Work request:
Each record is to be repeated exactly as it stands below.

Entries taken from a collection
────────
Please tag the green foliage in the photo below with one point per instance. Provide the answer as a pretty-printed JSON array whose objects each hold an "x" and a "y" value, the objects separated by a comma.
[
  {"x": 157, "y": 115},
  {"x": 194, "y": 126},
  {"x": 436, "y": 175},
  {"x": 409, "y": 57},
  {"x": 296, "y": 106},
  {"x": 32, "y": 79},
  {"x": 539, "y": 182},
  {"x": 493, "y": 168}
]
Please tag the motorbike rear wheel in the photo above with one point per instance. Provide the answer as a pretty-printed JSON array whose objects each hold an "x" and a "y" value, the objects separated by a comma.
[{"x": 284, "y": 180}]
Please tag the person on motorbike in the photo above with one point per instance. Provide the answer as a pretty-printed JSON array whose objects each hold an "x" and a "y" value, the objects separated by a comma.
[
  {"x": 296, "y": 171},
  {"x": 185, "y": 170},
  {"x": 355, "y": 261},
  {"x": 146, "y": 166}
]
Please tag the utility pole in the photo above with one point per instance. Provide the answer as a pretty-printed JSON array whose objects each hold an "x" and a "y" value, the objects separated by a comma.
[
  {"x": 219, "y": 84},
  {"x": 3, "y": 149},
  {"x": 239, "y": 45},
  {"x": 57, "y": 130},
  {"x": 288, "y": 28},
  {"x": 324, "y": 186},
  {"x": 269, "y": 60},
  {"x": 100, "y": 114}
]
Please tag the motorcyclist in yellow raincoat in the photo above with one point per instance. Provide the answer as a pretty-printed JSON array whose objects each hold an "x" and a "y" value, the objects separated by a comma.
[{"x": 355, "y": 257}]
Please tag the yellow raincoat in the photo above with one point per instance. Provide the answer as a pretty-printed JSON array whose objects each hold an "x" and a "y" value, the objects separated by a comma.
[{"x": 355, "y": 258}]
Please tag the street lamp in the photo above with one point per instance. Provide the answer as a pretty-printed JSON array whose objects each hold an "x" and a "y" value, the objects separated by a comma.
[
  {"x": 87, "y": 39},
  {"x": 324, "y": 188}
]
────────
Answer section:
Please tag the green foliage in the photo below with one point per instance. Provide the answer as a pretty-printed JSON array whose objects each hold an "x" and a "y" value, the objects separated by a comma.
[
  {"x": 157, "y": 115},
  {"x": 194, "y": 126},
  {"x": 436, "y": 175},
  {"x": 409, "y": 57},
  {"x": 296, "y": 106},
  {"x": 32, "y": 79},
  {"x": 539, "y": 182},
  {"x": 493, "y": 168}
]
Please tag the motorbike rear wheel in the photo above with one point per instance. Provide the answer as a pretty-printed JSON array whose objects each hold an "x" and a "y" value, the objects separated by a comma.
[{"x": 284, "y": 180}]
Please tag the person on motorbike in the photo above with one point per instance. Provide the answer as a pretty-printed JSON array whose objects each hold an "x" and a "y" value, the objects separated by a comma.
[
  {"x": 296, "y": 171},
  {"x": 185, "y": 170},
  {"x": 355, "y": 261},
  {"x": 146, "y": 166}
]
Please tag the utility pole in the photo above with one point per instance. Provide the answer as a pretty-printed JSON array whose objects each hold an "x" and a "y" value, the objects separated by a comma.
[
  {"x": 219, "y": 84},
  {"x": 3, "y": 149},
  {"x": 239, "y": 45},
  {"x": 57, "y": 130},
  {"x": 288, "y": 28},
  {"x": 324, "y": 186},
  {"x": 269, "y": 60},
  {"x": 100, "y": 114}
]
Please tag the motorcyclist in yellow raincoat in the photo above with one point per instance. Provide the answer as a pretty-printed JSON array whose objects each hold an "x" and a "y" value, the objects separated by a comma.
[{"x": 355, "y": 257}]
Please tag the yellow raincoat in the photo above with one point per instance. Provide the answer as a pretty-printed JSON array whose objects each hold an "x" and a "y" value, the objects separated by a comma.
[{"x": 355, "y": 258}]
Please tag the street lamp in the photo above with one point per instance. Provide the answer as a pretty-printed JSON array whose objects each hold an "x" and a "y" value, the objects separated by a comma.
[
  {"x": 87, "y": 39},
  {"x": 324, "y": 188}
]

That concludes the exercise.